┌────────
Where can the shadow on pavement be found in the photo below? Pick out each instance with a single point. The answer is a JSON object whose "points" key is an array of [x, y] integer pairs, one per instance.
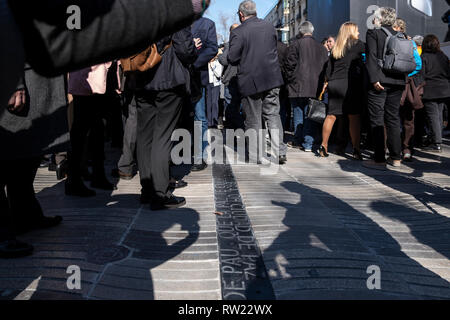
{"points": [[316, 258]]}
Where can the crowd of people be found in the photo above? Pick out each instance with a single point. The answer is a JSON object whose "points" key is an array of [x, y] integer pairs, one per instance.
{"points": [[385, 100]]}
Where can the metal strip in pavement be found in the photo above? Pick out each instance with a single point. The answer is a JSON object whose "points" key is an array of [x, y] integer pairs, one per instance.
{"points": [[242, 269]]}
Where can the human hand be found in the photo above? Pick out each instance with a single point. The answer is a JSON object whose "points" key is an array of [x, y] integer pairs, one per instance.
{"points": [[17, 101], [198, 43], [378, 86]]}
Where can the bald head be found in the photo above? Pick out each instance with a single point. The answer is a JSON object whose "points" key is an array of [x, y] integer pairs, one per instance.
{"points": [[234, 26]]}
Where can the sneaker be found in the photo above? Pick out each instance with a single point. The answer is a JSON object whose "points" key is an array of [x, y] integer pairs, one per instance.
{"points": [[394, 163], [117, 173], [102, 183], [371, 164], [171, 202], [407, 157], [435, 148], [293, 145], [199, 167], [178, 184], [78, 189], [43, 223], [11, 249]]}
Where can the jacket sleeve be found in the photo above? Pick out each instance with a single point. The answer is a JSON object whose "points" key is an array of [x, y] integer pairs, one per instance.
{"points": [[109, 29], [373, 68], [210, 49], [236, 47], [183, 43], [291, 62], [223, 58], [418, 60]]}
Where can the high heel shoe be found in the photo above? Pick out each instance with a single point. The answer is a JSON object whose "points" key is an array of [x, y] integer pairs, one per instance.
{"points": [[323, 153], [357, 155]]}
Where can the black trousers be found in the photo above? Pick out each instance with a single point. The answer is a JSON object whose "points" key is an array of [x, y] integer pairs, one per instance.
{"points": [[87, 127], [18, 205], [435, 117], [384, 110], [157, 115], [128, 158]]}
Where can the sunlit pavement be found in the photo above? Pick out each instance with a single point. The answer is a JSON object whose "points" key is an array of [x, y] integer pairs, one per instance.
{"points": [[325, 229]]}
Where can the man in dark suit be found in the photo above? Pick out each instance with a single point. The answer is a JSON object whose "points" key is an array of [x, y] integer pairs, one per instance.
{"points": [[109, 29], [159, 97], [384, 95], [253, 46], [205, 30], [232, 108], [304, 65]]}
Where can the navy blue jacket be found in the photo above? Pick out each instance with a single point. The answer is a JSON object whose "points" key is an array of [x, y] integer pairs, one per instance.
{"points": [[172, 71], [253, 47], [205, 29]]}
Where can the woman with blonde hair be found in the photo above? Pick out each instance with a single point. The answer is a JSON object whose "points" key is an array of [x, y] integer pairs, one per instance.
{"points": [[345, 86]]}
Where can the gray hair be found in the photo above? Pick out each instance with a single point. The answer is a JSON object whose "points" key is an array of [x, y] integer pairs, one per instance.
{"points": [[248, 8], [418, 40], [386, 16], [306, 27]]}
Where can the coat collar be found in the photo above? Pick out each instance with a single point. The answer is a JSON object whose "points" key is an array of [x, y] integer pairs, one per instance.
{"points": [[250, 19]]}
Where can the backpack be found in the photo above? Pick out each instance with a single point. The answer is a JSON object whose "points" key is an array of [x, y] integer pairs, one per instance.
{"points": [[398, 55], [145, 60]]}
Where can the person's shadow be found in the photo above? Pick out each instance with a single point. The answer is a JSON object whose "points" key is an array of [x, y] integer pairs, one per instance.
{"points": [[327, 247], [429, 229], [114, 240]]}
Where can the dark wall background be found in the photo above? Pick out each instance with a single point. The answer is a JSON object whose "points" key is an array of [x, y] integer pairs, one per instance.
{"points": [[328, 15]]}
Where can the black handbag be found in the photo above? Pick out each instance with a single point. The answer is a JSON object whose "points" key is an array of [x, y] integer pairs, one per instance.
{"points": [[317, 109]]}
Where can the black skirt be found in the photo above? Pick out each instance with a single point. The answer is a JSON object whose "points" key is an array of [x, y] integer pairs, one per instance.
{"points": [[345, 97]]}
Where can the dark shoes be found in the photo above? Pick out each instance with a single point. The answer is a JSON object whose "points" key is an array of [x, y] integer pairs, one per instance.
{"points": [[102, 183], [357, 155], [43, 223], [435, 148], [171, 202], [294, 145], [116, 173], [199, 167], [78, 189], [15, 249], [323, 153], [60, 169], [178, 184]]}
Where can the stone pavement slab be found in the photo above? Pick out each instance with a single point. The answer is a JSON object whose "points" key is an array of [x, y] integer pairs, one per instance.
{"points": [[315, 229]]}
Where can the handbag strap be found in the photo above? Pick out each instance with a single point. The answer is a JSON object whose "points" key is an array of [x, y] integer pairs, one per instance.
{"points": [[322, 93]]}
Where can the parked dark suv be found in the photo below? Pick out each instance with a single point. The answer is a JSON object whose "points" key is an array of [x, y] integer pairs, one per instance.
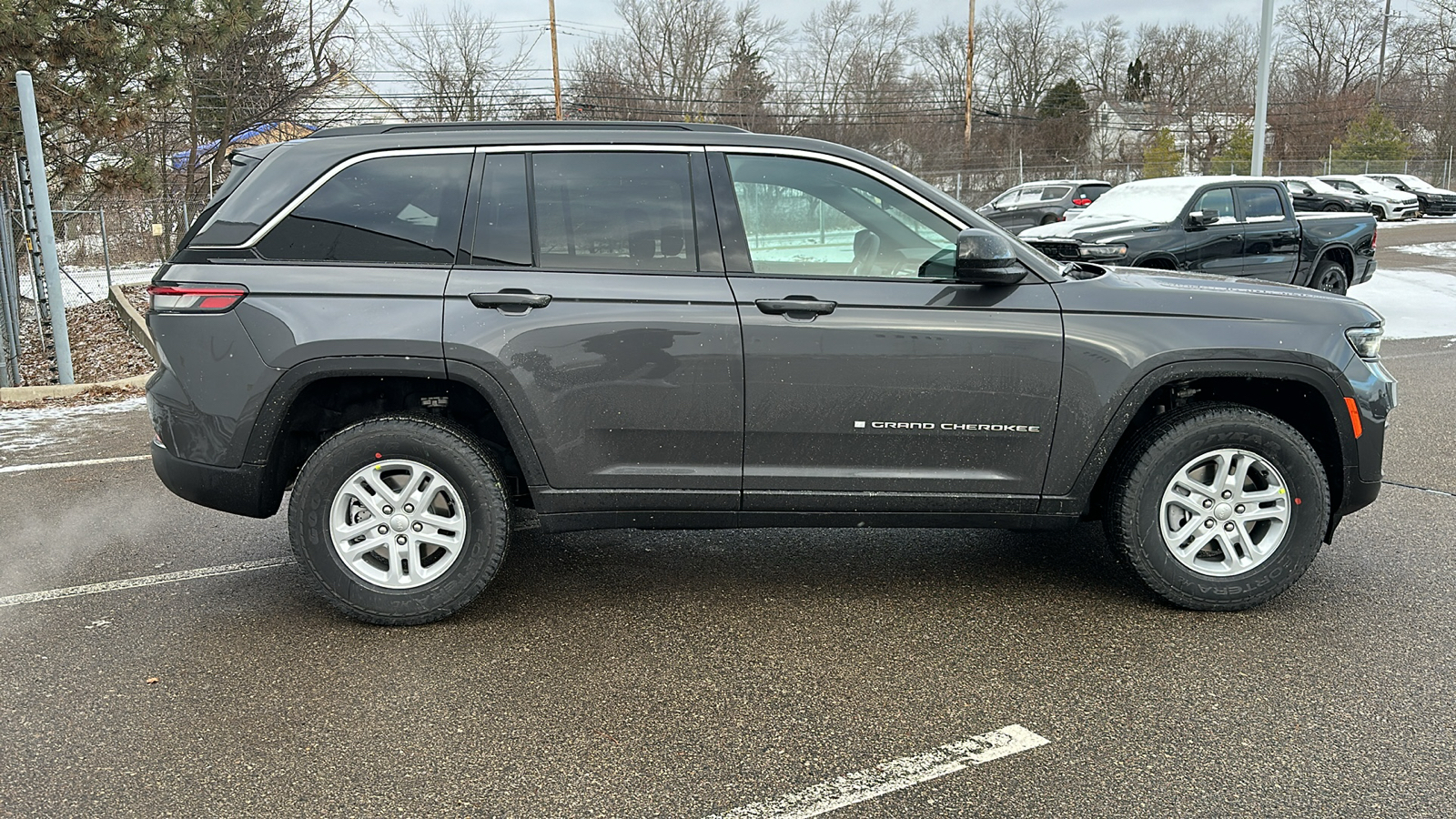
└────────
EXERCISE INSTRUCTIONS :: Gather each line of the data above that contains the string "jacket". Case must match.

THE REPLY ::
Where can the jacket sleeve be found in the photo above? Pick out each instance with a single point. The answer is a JSON object whose "points" key is an array of [x, y] integer pairs, one per instance.
Where can the navy blue jacket be found in the photo above? Pick out each instance with a single point. The answer is a JSON object whose "points" key is an array of [x, y] integer pairs, one per instance.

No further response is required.